**Explore the material**
A. Say whether each statement agrees with the text on error-driven learning, answering yes or no and quoting the text's deciding words: (i) the postdoctoral fellowship was awarded in 2022; (ii) the behavioural assays use primates; (iii) the fast timescale studied is measured in hours.
B. Please go on with the text on error-driven learning from where it stops.
(Extract begins)
I am interested in forms of error-driven learning (e.g. sensory- and reward-prediction errors) that rely on two critical features:

  • feedback (via sensory experiences), and
  • internal models (models of the world and body that allow us to predict the consequences of our actions, to plan and to simulate).

I also study how related neural dynamics support the rapid and flexible updating of internal representations on slow (hours) and fast (sub-second) timescales.

I use a variety of experimental and quantitative approaches - neural recording and perturbation tools, behavioural assays in rodents, neural network models, and statistical analysis of high-dimensional data.

Current work:

I am currently a postdoctoral fellow with Prof Bing Brunton at the University of Washington, Seattle. In 2022, I was awarded a Schmidt Science postdoctoral fellowship to pivot from neurophysiology and learn techniques such as data-driven dynamical systems modelling and control. These techniques will be critical for closed-loop interrogation of brain-and-behaviour (e.g. with optogenetics or electrical stimulation) by better accounting for the system dynamics.

My current project explores the control of recurrent neural dynamics (such as activity in motor cortex) via feedback inputs, and the role of flexible feedback modulation in motor adaptation. This may helps us better dissect the mechanisms of short-term adaptation versus long-term learning, and guide the design of more learnable brain-computer interfaces as rehabilitative devices.
(Extract ends)
(Source data begins)
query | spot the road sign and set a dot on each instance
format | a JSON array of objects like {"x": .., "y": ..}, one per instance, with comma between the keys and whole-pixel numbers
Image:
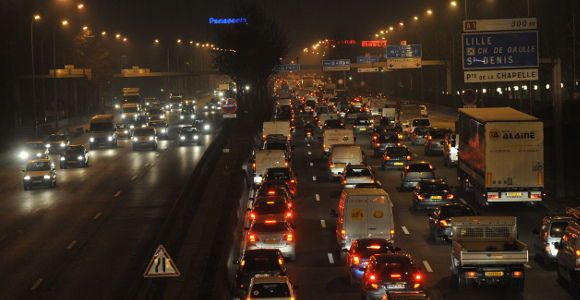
(Source data ends)
**Responses by item number**
A.
(i) Yes: "In 2022, I was awarded a Schmidt Science postdoctoral fellowship"
(ii) No: "behavioural assays in rodents"
(iii) No: "on slow (hours) and fast (sub-second) timescales"

B.
Previously:

I obtained my PhD with Prof Angus Silver at University College London, funded by a Wellcome Trust PhD studentship. I examined neural activity in the cerebellar input layer, with a focus on inhibitory Golgi cells and the multiple roles of electrical coupling. I focussed on two main questions:

  1. What is the dynamical regime of electrically coupled networks, and how is this determined by the connectivity structure and input statistics?

  2. How is sensorimotor information, entering the cerebellar cortex via pontine mossy fibres, transformed and reorganised within cerebellar circuits to aid associative learning?

Before that, I studied Biology and Mathematics as an undergraduate at the Indian Institute of Science, Bangalore.